Given request | Starting with the line that contains "snow on slope." and continuing to the end of the rows below, rewrite those lines as a numbered list, skipping any blank lines and leaving out the pictures.
○ ○ ○
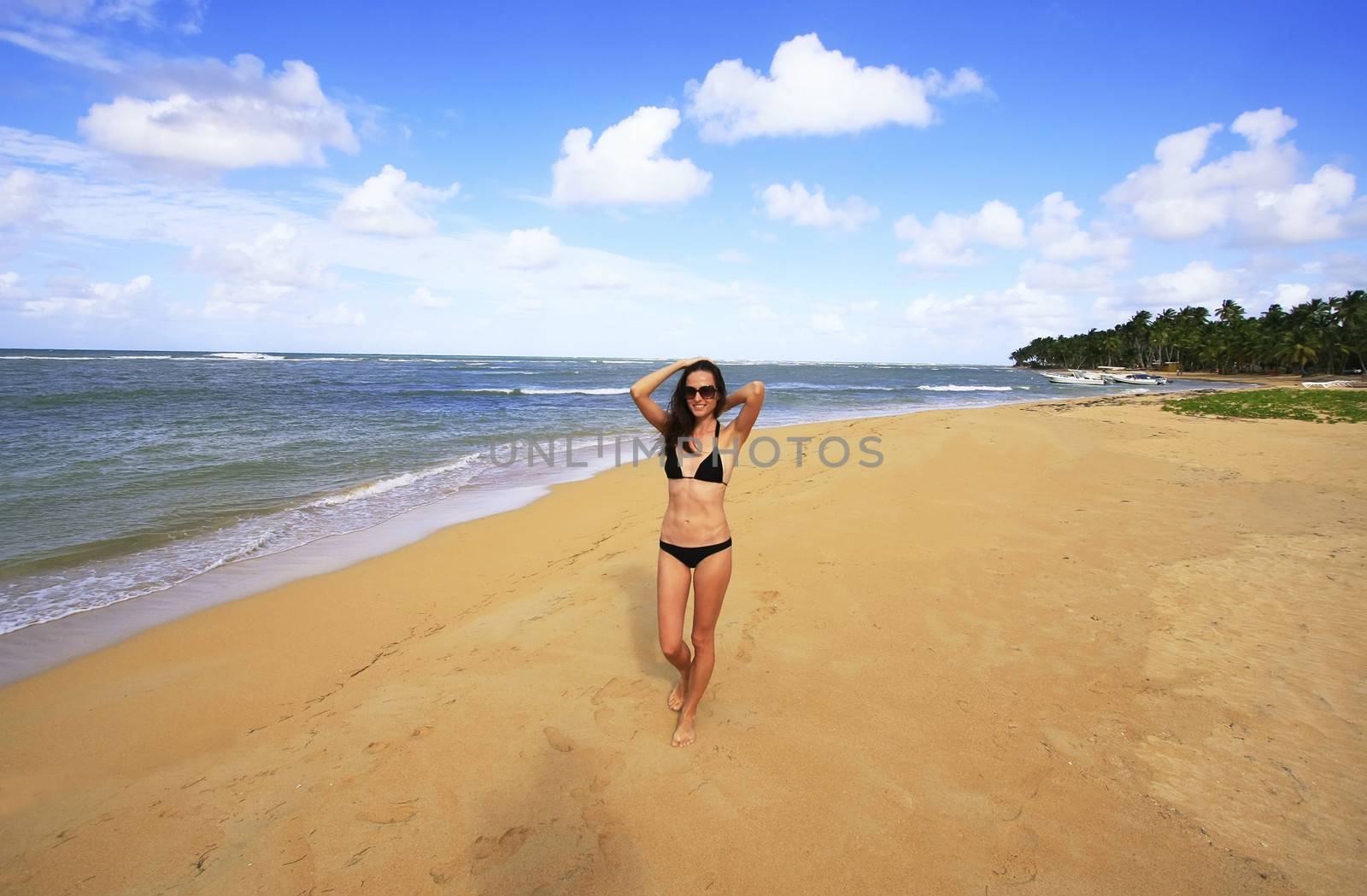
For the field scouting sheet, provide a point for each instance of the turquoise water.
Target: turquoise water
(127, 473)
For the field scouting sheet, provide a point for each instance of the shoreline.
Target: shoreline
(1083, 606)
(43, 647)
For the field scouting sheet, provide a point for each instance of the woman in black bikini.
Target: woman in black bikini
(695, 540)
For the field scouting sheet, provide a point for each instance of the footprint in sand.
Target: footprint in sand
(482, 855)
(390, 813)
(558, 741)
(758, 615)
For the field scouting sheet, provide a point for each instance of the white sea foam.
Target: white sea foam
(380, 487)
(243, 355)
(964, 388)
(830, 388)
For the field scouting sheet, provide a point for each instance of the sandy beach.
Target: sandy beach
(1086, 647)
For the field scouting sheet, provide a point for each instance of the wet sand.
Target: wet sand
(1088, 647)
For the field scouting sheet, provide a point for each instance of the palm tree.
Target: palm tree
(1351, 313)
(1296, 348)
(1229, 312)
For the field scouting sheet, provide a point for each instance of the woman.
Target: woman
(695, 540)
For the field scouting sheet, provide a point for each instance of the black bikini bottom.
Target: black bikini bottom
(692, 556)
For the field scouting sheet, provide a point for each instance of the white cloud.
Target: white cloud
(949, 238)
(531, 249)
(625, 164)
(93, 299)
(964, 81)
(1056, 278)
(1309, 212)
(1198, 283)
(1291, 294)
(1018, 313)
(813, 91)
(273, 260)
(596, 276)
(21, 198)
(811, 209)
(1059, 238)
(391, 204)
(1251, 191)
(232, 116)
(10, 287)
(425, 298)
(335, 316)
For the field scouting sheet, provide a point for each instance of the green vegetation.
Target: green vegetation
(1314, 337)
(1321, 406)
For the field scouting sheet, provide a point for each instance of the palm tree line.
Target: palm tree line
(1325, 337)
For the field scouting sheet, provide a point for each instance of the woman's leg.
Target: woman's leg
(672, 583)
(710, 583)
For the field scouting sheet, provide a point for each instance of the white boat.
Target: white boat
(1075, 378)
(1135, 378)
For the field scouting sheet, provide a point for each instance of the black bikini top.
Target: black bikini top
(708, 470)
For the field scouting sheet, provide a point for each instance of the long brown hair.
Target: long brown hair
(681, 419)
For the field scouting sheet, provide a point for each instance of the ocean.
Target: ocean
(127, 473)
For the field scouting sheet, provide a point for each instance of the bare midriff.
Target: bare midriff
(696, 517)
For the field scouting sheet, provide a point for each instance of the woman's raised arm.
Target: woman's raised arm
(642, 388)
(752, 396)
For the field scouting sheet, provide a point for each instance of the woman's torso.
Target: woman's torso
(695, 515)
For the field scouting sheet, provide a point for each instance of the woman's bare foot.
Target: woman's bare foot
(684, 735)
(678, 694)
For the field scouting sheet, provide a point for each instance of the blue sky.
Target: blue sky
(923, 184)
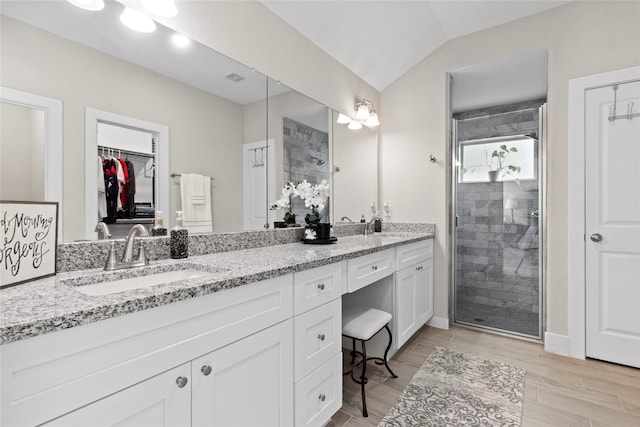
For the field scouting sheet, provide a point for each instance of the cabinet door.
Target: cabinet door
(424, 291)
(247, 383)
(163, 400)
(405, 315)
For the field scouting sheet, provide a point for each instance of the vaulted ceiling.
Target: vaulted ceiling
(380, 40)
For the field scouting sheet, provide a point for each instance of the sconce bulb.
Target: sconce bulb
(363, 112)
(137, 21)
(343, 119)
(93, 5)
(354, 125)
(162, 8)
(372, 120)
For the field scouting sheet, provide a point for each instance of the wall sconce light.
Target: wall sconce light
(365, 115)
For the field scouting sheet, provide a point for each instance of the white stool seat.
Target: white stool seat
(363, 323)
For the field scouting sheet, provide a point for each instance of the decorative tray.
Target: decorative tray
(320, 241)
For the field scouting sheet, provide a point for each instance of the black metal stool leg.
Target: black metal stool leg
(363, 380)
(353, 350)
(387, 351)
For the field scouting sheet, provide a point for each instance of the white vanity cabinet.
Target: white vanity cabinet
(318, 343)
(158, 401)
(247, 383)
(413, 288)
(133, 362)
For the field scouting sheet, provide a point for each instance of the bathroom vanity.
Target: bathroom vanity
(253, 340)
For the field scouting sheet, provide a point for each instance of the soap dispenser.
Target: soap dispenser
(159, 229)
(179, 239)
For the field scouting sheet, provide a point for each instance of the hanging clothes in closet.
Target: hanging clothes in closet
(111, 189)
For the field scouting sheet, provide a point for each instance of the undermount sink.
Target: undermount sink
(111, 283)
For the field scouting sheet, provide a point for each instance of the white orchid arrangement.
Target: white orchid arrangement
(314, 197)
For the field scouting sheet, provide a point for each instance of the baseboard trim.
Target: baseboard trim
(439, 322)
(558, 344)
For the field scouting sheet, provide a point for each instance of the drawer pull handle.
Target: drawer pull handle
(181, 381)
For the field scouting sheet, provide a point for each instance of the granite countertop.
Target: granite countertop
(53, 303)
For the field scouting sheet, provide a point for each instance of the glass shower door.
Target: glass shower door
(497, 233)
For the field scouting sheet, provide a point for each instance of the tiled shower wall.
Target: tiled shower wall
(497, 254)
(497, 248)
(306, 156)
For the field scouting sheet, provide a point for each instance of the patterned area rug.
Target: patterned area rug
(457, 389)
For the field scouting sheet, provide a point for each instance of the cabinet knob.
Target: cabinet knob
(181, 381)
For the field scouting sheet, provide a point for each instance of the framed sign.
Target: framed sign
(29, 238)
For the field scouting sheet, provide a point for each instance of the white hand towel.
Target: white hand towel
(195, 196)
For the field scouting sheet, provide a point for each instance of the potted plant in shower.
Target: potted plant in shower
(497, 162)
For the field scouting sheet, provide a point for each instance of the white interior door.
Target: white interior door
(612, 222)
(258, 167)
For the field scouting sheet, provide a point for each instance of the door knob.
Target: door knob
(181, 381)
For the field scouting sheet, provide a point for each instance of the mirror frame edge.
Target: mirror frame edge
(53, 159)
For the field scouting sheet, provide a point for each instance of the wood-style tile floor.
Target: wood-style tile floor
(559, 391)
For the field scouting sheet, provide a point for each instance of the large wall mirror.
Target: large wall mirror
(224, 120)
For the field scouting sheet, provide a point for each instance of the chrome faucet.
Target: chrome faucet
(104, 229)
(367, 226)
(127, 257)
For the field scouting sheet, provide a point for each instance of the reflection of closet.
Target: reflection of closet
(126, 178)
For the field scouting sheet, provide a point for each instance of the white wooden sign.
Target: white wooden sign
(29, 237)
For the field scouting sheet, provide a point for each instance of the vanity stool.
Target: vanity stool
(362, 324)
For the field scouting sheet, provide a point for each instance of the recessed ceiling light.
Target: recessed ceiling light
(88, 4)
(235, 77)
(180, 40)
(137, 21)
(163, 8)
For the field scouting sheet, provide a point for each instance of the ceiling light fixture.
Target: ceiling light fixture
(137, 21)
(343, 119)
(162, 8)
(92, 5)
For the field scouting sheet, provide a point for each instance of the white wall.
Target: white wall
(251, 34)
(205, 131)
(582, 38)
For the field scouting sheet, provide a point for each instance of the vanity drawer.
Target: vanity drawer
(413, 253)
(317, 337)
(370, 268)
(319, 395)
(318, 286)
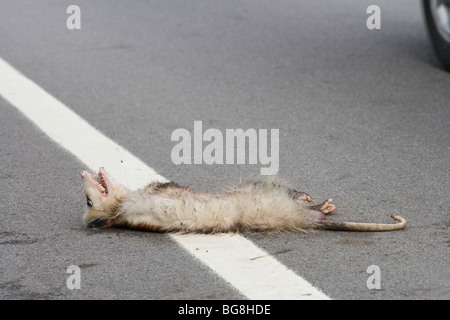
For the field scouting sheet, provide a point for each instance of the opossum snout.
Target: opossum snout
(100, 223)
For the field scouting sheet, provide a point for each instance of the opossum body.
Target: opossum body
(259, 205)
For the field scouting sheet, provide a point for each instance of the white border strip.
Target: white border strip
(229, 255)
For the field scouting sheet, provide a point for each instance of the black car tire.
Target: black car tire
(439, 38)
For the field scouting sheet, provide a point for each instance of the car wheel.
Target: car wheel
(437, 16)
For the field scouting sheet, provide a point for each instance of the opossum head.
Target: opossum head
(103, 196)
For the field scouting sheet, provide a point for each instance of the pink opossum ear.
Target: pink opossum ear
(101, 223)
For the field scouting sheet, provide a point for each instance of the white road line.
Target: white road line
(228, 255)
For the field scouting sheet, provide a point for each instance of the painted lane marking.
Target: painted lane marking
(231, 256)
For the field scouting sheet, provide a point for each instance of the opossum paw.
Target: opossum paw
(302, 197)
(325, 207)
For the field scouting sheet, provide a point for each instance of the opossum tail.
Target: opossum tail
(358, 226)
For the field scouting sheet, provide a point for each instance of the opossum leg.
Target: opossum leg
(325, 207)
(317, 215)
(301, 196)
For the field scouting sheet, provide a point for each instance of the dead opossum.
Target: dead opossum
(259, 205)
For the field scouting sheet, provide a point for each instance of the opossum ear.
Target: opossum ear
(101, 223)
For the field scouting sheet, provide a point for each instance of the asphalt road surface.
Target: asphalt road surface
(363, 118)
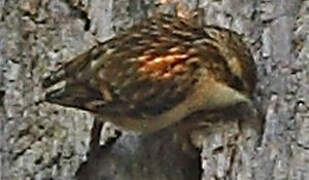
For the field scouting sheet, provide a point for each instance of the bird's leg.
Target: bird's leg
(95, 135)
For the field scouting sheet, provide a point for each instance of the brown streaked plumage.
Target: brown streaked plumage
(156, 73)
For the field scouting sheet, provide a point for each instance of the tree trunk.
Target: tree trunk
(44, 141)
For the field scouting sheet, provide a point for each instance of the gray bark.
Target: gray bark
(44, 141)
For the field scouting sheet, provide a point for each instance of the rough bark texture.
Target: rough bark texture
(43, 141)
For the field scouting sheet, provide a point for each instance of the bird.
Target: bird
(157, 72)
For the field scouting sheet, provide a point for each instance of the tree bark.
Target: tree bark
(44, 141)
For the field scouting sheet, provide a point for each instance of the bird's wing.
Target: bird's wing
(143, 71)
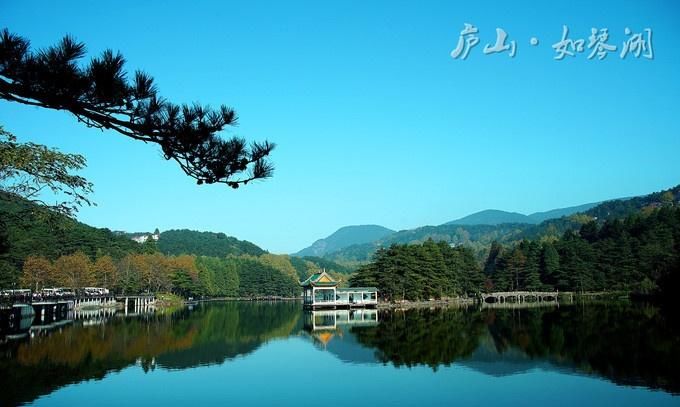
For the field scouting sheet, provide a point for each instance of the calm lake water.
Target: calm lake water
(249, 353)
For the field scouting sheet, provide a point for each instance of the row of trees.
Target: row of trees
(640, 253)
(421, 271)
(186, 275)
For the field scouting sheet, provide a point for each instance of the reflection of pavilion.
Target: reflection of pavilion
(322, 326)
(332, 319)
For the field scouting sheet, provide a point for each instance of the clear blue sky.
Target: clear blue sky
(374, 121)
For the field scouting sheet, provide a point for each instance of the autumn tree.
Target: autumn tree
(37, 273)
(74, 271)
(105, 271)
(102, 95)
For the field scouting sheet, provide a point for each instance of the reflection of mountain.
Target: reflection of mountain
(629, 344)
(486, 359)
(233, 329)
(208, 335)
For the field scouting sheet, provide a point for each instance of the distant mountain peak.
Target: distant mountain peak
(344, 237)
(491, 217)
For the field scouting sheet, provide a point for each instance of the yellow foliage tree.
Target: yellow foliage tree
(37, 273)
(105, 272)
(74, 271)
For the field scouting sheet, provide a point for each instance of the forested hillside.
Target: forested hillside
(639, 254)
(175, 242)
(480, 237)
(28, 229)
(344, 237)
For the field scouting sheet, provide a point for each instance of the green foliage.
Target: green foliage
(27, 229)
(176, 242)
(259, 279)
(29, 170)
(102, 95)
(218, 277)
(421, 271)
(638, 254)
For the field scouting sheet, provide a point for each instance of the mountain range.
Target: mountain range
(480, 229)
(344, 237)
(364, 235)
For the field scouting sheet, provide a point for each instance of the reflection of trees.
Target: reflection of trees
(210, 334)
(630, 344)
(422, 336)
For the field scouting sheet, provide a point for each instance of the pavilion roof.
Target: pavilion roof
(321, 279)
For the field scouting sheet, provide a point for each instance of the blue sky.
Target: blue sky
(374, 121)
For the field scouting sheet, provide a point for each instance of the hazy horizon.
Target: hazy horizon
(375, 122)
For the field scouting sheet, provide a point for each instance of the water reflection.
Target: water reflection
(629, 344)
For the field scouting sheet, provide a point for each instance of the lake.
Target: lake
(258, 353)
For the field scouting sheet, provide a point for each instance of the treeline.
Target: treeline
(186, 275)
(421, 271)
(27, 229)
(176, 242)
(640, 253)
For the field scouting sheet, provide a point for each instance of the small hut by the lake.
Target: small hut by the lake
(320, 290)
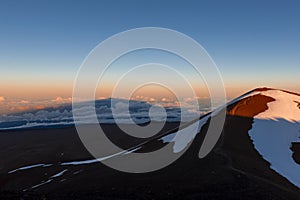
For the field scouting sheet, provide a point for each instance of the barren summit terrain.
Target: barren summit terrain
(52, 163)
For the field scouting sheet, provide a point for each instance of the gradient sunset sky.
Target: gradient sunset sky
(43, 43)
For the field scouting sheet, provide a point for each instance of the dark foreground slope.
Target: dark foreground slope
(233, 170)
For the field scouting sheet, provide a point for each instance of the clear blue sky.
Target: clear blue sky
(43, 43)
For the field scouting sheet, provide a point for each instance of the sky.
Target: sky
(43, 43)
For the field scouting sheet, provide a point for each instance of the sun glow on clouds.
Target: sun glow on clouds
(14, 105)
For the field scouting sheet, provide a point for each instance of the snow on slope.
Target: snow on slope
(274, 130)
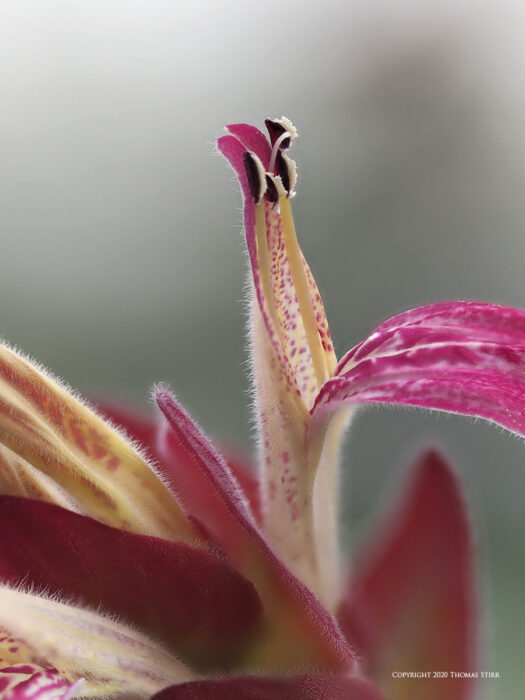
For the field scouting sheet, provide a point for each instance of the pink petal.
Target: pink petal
○ ○ ○
Solution to the problem |
1. For the field scouting sheet, provide a point for each instance of the snow on slope.
2. Target: snow on slope
3. (274, 130)
4. For the field scouting sheet, provide a point for each instance of the pink petal.
5. Target: pink petal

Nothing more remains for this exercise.